Repeat all entries exactly.

## START

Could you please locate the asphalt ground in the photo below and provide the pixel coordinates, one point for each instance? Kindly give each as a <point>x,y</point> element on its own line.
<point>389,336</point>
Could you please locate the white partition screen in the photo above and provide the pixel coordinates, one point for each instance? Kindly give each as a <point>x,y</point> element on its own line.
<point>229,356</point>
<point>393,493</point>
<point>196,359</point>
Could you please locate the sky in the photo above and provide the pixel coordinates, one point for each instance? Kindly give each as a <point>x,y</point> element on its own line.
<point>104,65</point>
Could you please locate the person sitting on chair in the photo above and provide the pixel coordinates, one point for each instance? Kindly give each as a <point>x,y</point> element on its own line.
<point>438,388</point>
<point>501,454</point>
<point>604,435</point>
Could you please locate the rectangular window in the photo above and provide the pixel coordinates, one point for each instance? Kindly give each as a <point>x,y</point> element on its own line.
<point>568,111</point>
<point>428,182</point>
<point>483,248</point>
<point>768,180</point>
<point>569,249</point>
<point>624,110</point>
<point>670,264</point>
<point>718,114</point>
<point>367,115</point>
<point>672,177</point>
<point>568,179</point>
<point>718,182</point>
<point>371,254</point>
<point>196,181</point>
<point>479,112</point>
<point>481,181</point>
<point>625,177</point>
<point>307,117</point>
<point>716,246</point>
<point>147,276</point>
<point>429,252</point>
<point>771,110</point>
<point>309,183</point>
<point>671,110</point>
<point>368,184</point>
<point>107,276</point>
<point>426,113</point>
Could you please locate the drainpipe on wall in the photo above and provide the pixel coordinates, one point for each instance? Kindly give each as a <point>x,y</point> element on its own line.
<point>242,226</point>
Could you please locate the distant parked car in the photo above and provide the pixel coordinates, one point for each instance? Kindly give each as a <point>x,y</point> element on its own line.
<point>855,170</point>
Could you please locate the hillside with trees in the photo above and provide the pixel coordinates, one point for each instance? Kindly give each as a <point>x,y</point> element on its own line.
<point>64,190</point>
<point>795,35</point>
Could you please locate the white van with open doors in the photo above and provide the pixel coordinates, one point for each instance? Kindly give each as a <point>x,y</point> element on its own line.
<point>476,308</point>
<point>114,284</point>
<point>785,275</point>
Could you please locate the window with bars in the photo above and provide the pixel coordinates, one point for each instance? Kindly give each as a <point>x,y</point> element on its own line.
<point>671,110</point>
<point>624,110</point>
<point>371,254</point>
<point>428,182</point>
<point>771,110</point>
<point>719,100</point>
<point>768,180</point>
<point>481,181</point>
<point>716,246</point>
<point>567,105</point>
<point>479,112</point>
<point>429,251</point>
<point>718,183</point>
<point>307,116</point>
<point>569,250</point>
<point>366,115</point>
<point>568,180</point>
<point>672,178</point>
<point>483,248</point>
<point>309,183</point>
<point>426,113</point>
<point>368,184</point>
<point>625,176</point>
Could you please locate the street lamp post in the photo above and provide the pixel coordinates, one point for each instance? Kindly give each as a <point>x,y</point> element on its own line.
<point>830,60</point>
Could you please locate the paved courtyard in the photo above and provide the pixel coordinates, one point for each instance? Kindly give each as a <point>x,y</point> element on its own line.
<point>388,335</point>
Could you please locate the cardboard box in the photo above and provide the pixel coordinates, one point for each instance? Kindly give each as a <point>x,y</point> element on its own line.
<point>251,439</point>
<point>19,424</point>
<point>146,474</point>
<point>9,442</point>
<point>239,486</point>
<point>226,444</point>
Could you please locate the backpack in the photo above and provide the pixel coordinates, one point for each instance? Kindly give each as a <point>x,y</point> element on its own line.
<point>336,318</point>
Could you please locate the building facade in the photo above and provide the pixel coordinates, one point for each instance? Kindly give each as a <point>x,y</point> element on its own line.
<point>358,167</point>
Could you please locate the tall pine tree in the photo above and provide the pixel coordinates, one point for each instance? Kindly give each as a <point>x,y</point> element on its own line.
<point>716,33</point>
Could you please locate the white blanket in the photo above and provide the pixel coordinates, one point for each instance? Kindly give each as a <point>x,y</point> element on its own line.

## END

- [RESULT FOR THIS EXERCISE]
Could you please locate the asphalt ground in the photo below and provide the pixel coordinates, one point for each instance? Kindly give each as a <point>x,y</point> element on its own line.
<point>389,336</point>
Could you please locate the white partition screen in the photo above and provide the pixel coordinates, one point for each instance? Kindly give each as a <point>x,y</point> element on its own line.
<point>229,356</point>
<point>393,493</point>
<point>196,359</point>
Could you please locate the sky in the photo above and provide the pixel coordinates, one point for each instance? Kindly give each as a <point>x,y</point> element on its own line.
<point>104,65</point>
Could you please locate the person sitting on chair in the photo above and provide the pixel coordinates, one point for each instance? Kindly give each as a <point>x,y</point> element on its own line.
<point>438,388</point>
<point>501,454</point>
<point>604,435</point>
Could you please locate the rectangular window in the photo above and provide the pixel coordinates, one point for each instance? Kindly give each as a <point>x,y</point> element on its own line.
<point>568,111</point>
<point>428,182</point>
<point>483,248</point>
<point>768,180</point>
<point>569,249</point>
<point>624,110</point>
<point>670,264</point>
<point>718,114</point>
<point>367,115</point>
<point>672,177</point>
<point>568,179</point>
<point>718,182</point>
<point>371,254</point>
<point>196,181</point>
<point>479,112</point>
<point>481,181</point>
<point>625,177</point>
<point>307,117</point>
<point>716,246</point>
<point>147,276</point>
<point>429,252</point>
<point>771,110</point>
<point>309,183</point>
<point>671,110</point>
<point>368,184</point>
<point>107,276</point>
<point>426,113</point>
Could you please locate the drainpipe on wall in the photo above and provide the pixel coordinates, one point for each instance? Kindly give each as a <point>x,y</point> element on its own line.
<point>242,226</point>
Could you please locate the distant parked car in the photo above and provide the pixel coordinates, one point for each instance? Kindly give each as a <point>x,y</point> element on its own line.
<point>855,170</point>
Could you please locate the hillside with trees in the photo above and provide the pixel coordinates, one point for each instance? Kindly give each as a <point>x,y</point> element on its own line.
<point>64,190</point>
<point>795,35</point>
Could you please locate the white van with open doors in the photo above and provide the pixel coordinates, one point for each instance? Kindly give each as a <point>x,y</point> element on its own line.
<point>476,308</point>
<point>114,284</point>
<point>785,275</point>
Could you please locate the window with bars in the photo above and provide the pixel coordinates, one point for each instance? Kindly give each as a <point>x,y</point> element on its own line.
<point>671,110</point>
<point>624,110</point>
<point>371,254</point>
<point>428,182</point>
<point>771,110</point>
<point>719,100</point>
<point>768,180</point>
<point>481,181</point>
<point>716,246</point>
<point>567,105</point>
<point>479,112</point>
<point>429,251</point>
<point>718,183</point>
<point>307,116</point>
<point>569,250</point>
<point>366,115</point>
<point>568,180</point>
<point>672,178</point>
<point>483,248</point>
<point>309,183</point>
<point>426,113</point>
<point>368,184</point>
<point>625,176</point>
Could you please locate the street lamp post in the photo above and provide the pixel coordinates, one point for each instance? Kindly give each as a <point>x,y</point> element on its own line.
<point>830,60</point>
Could you please locate the paved courtyard in the photo above and provide the pixel coordinates, one point for each instance? Kindly give each as a <point>x,y</point> element on its own line.
<point>388,335</point>
Could you please locate the cardboard box in the photo above and provide the pixel coordinates, one point for each instance? Kindly give each as a <point>x,y</point> element on its own line.
<point>251,439</point>
<point>19,424</point>
<point>146,474</point>
<point>9,442</point>
<point>239,486</point>
<point>226,444</point>
Could you please locate the backpack in the photo above and provide the pixel coordinates, one point for each instance? Kindly give each as a <point>x,y</point> element on its own line.
<point>336,318</point>
Could you please locate the building facade in the photo above and provide the pixel coordinates, one point for each instance? Kindly give each as a <point>x,y</point> element on its own line.
<point>358,167</point>
Could you please locate the tall pine tree in the photo above and provide the pixel coordinates, one point for each instance? Kindly give each as a <point>x,y</point> element on its own line.
<point>716,33</point>
Could you please locate the white blanket in the photo above and provide the pixel coordinates, one point for each instance? Kindly give each as a <point>x,y</point> element on its own line.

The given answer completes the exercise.